## Directions
Exactly reproduce the lines from the line containing "Where can the speckled" to the end of the data below, inclusive, and nothing else.

──────────

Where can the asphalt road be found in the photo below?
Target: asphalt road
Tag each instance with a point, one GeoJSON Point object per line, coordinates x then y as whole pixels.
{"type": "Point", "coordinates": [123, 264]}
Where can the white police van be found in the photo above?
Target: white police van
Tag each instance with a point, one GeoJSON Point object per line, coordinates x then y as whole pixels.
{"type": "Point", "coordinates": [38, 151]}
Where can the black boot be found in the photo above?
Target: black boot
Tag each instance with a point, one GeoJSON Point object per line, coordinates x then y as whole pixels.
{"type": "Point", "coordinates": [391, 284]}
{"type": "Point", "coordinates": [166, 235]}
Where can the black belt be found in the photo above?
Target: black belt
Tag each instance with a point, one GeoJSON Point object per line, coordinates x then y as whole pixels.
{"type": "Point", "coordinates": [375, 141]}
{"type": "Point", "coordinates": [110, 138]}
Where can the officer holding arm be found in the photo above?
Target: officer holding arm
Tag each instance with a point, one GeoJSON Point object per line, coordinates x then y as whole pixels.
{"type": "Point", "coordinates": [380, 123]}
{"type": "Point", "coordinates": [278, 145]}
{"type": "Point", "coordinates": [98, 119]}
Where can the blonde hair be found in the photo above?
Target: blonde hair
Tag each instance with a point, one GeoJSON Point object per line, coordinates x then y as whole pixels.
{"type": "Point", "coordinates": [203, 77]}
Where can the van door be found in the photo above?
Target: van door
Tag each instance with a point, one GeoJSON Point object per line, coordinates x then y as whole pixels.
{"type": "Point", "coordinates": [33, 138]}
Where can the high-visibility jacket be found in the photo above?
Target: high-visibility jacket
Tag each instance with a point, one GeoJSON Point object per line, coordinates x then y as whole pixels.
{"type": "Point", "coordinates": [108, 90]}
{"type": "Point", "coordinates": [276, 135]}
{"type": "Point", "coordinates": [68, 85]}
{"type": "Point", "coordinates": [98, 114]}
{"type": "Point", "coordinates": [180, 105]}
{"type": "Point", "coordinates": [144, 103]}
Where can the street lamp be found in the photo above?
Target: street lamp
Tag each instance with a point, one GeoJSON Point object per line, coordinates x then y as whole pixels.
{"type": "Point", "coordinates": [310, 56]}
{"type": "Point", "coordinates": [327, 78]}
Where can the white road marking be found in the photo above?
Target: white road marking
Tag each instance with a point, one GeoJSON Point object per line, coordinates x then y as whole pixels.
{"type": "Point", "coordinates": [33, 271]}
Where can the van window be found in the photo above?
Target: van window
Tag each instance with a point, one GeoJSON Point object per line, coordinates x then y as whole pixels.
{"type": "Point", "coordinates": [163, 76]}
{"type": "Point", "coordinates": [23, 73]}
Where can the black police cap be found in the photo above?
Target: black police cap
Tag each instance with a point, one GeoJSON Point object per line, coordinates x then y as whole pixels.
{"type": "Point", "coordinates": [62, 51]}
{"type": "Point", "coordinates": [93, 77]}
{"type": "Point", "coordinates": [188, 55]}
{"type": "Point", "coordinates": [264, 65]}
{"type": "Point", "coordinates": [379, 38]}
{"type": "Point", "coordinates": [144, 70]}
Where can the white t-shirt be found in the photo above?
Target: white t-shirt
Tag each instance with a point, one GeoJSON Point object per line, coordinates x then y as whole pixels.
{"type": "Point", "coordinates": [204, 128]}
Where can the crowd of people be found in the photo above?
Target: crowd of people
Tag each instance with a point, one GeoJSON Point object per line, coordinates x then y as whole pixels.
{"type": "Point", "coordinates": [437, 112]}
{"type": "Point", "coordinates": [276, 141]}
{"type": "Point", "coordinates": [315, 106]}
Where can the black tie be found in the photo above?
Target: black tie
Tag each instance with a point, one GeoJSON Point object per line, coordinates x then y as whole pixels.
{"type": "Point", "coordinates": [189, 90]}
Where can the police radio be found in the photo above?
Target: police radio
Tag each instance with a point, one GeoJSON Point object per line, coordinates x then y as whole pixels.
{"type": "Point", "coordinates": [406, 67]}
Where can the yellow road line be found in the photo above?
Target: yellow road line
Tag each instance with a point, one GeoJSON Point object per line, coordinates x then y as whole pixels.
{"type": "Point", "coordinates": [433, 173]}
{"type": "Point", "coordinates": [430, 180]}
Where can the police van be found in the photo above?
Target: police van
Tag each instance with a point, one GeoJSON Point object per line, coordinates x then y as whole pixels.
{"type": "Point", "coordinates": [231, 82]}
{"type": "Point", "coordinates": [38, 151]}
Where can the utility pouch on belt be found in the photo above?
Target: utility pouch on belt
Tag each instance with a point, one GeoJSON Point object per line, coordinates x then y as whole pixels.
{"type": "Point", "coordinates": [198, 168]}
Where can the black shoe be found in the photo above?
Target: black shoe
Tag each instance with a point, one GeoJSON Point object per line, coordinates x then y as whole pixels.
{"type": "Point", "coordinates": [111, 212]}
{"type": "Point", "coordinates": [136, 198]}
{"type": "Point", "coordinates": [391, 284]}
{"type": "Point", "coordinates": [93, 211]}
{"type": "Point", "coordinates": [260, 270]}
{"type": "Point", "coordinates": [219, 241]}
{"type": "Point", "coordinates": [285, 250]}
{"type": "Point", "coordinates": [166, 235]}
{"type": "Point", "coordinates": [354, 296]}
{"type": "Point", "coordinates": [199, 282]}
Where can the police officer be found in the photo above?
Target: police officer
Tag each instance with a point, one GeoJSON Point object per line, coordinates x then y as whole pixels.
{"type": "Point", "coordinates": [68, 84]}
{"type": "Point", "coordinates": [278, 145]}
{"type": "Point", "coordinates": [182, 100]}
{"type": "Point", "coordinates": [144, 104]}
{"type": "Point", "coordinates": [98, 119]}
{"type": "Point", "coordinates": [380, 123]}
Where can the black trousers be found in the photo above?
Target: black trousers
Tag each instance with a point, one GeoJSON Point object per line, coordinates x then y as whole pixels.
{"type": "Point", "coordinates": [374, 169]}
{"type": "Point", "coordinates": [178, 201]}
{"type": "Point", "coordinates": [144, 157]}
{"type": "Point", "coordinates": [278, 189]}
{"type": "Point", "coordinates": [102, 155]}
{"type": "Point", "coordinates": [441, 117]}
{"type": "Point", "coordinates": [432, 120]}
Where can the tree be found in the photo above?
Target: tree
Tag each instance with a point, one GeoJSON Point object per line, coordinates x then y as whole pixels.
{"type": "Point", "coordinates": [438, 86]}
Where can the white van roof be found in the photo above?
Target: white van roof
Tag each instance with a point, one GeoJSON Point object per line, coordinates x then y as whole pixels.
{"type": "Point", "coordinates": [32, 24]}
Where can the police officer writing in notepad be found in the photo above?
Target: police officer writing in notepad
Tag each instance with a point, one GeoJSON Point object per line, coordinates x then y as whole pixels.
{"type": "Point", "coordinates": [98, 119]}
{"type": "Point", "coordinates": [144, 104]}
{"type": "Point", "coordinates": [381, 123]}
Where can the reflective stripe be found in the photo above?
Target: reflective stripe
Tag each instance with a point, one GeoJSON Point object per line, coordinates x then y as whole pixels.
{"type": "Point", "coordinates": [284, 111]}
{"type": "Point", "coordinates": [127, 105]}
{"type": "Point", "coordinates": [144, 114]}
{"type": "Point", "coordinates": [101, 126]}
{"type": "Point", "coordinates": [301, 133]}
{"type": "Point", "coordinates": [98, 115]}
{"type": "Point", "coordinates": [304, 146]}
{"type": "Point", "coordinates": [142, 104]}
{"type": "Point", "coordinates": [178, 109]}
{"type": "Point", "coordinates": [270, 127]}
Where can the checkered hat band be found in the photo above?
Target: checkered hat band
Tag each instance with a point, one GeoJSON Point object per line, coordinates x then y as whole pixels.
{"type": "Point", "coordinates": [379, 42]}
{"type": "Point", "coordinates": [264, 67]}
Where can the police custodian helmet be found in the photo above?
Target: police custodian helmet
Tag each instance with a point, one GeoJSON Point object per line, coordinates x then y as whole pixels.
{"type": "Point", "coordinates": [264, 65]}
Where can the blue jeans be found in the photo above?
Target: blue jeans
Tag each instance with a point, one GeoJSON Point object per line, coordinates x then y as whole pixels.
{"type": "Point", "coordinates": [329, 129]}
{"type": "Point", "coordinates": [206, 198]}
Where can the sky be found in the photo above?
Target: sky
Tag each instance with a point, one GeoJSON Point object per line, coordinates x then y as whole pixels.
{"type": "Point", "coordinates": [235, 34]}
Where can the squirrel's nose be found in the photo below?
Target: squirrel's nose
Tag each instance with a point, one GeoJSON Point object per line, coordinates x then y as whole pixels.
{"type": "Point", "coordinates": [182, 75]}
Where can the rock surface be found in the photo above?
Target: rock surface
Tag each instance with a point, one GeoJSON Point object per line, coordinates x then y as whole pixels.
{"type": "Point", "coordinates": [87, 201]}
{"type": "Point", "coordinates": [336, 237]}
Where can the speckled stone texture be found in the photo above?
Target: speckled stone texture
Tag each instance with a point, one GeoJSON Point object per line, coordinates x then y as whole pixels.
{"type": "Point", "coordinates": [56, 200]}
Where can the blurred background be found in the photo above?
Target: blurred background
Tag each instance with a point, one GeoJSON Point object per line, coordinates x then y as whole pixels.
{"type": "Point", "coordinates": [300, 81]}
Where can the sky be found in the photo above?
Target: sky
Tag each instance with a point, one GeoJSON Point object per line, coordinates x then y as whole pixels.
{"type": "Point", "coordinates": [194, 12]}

──────────

## The answer
Where can the speckled stone texture be found in the photo above?
Target: speckled stone texture
Tag each instance with a point, one GeoJSON Point object per line, coordinates x then y as whole pixels.
{"type": "Point", "coordinates": [56, 200]}
Where can the blurred background be found in the photo above?
Target: blurred background
Tag each instance with a point, one GeoJSON Point object per line, coordinates x then y as whole pixels.
{"type": "Point", "coordinates": [300, 81]}
Where can the sky be found in the photo above?
Target: sky
Tag each instance with a point, one GeoJSON Point object per line, coordinates x then y as whole pixels.
{"type": "Point", "coordinates": [194, 12]}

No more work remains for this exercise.